EXCERPT ->
= = = = = = =
In [1]:
import tensorflow as tf
from transformers import TFAutoModel, AutoTokenizer
from datasets import load_dataset
from utils_emotiontraining import *

Device set to use mps


In [2]:
model = TFAutoModel.from_pretrained("distilroberta-base")
tokenizer = AutoTokenizer.from_pretrained("distilroberta-base")
emotion_dataset = load_dataset("jellyshroom/go_emotions_augmented")


Some weights of the PyTorch model were not used when initializing the TF 2.0 model TFRobertaModel: ['lm_head.layer_norm.weight', 'lm_head.dense.bias', 'lm_head.layer_norm.bias', 'lm_head.dense.weight', 'lm_head.bias']
- This IS expected if you are initializing TFRobertaModel from a PyTorch model trained on another task or with another architecture (e.g. initializing a TFBertForSequenceClassification model from a BertForPreTraining model).
- This IS NOT expected if you are initializing TFRobertaModel from a PyTorch model that you expect to be exactly identical (e.g. initializing a TFBertForSequenceClassification model from a BertForSequenceClassification model).
All the weights of TFRobertaModel were initialized from the PyTorch model.
If your task is similar to the task the model of the checkpoint was trained on, you can already use TFRobertaModel for predictions without further training.
= = = = = = =
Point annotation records
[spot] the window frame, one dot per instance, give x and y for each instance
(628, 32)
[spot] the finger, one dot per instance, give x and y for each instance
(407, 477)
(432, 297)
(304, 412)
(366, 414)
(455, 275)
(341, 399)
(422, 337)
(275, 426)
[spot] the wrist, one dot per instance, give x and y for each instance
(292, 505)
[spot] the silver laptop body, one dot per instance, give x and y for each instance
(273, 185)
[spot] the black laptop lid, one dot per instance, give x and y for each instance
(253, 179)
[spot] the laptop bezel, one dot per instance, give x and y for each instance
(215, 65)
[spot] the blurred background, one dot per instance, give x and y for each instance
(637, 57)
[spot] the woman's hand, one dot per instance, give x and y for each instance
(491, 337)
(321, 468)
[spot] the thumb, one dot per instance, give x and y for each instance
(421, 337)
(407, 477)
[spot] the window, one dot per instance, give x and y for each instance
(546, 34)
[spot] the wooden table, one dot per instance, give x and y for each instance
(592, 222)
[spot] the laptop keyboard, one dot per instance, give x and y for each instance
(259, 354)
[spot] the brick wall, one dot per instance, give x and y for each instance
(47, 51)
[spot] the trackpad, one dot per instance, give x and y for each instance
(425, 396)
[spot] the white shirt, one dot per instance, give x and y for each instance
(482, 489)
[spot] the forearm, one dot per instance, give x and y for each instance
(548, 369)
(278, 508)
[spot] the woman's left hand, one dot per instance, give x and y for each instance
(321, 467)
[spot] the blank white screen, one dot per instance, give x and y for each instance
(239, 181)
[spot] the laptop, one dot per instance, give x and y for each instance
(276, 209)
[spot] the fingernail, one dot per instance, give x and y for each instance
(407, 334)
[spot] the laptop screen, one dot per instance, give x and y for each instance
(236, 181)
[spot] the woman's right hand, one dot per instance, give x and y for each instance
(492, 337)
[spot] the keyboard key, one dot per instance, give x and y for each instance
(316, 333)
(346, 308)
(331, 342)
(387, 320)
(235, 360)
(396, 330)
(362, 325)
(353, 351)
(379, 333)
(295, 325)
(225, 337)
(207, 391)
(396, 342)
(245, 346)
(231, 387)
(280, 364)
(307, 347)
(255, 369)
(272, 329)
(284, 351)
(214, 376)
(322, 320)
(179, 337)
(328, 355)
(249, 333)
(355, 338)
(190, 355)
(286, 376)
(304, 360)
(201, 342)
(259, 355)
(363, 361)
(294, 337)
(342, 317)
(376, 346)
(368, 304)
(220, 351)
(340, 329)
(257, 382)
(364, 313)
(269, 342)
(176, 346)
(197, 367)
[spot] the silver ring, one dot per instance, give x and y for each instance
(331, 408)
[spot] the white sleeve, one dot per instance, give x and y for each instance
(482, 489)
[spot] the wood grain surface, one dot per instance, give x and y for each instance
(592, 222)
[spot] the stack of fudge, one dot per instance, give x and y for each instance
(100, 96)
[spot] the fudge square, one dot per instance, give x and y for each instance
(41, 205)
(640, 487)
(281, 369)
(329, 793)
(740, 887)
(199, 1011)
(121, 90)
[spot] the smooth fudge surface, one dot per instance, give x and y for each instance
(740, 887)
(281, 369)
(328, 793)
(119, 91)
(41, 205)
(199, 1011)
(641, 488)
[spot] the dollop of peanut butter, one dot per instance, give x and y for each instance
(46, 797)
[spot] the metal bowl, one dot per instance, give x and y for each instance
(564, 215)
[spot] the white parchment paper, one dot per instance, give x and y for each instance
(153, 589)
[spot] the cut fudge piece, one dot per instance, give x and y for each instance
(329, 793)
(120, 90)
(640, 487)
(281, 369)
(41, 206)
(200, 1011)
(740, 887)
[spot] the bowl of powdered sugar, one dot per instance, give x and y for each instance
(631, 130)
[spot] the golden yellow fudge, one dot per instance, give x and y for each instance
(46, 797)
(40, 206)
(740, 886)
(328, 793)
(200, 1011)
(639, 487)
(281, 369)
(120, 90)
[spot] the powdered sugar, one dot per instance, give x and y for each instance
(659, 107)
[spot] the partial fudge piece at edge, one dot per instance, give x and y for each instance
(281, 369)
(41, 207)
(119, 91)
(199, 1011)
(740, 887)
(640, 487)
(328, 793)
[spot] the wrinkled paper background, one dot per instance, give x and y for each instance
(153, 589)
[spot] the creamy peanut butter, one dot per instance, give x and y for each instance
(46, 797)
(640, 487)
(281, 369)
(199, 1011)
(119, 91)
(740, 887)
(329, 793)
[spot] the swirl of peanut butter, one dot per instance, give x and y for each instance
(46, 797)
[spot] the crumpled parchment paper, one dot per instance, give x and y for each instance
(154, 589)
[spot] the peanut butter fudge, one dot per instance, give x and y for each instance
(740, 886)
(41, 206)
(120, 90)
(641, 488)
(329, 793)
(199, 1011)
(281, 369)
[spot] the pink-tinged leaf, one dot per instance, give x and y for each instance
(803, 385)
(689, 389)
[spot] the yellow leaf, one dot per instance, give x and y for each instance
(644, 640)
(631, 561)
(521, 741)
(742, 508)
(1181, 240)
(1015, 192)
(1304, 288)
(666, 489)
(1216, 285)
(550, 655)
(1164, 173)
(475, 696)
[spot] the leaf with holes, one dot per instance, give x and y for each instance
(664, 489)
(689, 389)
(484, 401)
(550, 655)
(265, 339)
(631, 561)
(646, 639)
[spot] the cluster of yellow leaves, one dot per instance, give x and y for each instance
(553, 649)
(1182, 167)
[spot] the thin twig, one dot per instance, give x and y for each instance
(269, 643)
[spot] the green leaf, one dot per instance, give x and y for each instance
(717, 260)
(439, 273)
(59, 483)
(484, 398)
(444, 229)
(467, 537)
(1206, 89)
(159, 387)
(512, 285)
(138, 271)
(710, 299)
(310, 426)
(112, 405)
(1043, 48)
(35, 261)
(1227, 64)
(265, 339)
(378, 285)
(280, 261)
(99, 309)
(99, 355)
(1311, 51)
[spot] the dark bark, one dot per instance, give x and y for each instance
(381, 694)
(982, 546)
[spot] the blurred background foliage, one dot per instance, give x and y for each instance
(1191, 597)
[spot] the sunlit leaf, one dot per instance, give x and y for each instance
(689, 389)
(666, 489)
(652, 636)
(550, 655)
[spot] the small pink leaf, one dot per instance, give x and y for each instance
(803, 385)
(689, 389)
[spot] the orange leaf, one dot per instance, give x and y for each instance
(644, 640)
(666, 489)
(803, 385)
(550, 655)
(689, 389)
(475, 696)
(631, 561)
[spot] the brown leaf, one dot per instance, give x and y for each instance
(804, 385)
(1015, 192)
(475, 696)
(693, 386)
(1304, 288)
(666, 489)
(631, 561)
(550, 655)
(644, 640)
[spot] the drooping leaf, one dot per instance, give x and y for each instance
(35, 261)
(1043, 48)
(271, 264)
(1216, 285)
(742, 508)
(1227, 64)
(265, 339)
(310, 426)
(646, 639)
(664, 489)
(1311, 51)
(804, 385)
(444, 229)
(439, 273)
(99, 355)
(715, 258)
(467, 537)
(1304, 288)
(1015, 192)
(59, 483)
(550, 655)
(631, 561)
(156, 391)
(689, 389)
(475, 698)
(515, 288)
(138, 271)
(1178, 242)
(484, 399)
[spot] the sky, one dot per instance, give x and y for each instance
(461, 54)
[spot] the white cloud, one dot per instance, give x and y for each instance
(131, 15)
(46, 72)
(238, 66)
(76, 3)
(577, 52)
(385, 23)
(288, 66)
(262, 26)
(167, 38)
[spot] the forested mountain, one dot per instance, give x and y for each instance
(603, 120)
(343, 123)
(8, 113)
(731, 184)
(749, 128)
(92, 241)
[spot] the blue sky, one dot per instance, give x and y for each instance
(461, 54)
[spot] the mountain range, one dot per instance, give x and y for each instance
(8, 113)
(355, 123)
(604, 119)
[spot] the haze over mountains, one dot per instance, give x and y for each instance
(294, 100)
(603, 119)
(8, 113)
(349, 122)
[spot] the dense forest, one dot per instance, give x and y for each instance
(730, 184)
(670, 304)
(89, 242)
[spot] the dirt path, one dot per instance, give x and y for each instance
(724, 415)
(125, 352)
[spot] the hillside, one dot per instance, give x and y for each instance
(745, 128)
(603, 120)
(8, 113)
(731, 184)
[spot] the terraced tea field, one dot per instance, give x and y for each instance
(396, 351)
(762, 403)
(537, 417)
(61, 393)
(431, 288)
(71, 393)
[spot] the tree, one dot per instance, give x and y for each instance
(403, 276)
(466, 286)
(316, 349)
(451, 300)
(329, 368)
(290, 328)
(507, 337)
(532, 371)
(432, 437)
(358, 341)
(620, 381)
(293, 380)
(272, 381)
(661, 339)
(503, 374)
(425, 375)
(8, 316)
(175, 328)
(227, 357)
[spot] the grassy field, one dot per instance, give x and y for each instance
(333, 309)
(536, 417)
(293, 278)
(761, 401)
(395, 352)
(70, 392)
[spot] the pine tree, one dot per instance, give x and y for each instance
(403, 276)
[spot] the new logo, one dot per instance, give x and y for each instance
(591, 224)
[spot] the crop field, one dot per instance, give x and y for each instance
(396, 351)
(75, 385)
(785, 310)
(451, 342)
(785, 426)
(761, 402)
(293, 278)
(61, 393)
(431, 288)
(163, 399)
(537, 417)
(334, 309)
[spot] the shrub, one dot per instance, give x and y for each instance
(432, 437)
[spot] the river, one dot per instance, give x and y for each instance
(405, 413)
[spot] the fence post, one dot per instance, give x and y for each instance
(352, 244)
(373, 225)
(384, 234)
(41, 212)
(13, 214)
= = = = = = =
JOB -> From the notebook excerpt above, list every PyTorch weight name that the log message reports as not used when initializing TFRobertaModel.

RESPONSE ->
- lm_head.layer_norm.weight
- lm_head.dense.bias
- lm_head.layer_norm.bias
- lm_head.dense.weight
- lm_head.bias